# Entries from a point annotation set
____________

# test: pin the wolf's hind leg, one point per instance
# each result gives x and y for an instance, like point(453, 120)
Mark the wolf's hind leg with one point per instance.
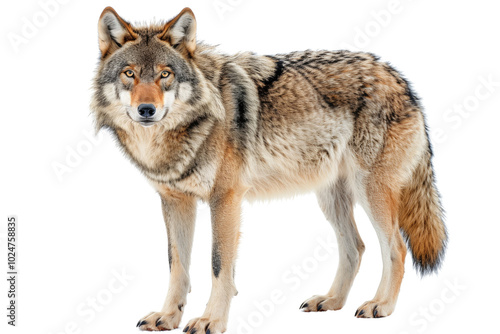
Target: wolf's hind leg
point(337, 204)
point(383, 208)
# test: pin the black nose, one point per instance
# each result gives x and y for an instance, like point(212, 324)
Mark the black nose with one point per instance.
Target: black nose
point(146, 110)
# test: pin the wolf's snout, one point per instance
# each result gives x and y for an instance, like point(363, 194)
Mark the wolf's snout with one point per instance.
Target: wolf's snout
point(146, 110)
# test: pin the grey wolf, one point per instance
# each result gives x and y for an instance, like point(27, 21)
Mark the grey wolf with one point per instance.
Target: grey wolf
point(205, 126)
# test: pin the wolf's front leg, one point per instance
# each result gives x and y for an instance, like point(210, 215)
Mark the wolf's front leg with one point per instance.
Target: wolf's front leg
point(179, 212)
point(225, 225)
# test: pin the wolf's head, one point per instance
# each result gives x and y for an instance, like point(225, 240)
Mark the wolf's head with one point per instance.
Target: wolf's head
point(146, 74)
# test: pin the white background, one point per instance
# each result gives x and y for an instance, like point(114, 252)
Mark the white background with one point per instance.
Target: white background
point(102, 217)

____________

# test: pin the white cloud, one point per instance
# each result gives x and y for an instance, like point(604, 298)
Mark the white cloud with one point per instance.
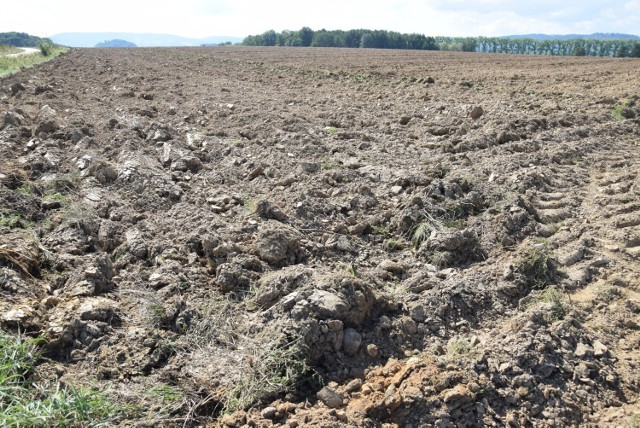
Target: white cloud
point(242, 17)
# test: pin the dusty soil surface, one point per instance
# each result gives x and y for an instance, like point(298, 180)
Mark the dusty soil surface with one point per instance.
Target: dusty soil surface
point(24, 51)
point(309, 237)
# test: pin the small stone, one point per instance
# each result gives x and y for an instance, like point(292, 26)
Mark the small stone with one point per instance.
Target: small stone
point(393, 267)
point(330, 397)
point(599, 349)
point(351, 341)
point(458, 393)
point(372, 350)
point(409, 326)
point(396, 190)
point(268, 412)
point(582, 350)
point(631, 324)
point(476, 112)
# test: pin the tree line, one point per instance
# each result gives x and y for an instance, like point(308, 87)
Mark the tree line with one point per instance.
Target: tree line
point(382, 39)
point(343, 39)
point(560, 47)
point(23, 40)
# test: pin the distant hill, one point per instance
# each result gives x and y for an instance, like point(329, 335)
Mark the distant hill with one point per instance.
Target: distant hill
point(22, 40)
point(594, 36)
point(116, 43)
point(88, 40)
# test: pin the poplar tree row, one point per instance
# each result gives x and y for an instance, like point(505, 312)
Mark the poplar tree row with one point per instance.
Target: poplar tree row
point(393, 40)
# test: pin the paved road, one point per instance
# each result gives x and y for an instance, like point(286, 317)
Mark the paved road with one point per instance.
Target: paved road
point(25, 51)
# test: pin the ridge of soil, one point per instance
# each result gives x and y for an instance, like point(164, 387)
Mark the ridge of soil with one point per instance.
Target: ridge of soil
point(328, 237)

____________

# OBJECTIVE
Collect every line in the entries above that contains the word "surface".

# SOLUTION FOR THIS EXERCISE
# test: pin the dusty soil surface, one point per instance
Mark the dusty soil surface with one point per instance.
Target: dusty soil surface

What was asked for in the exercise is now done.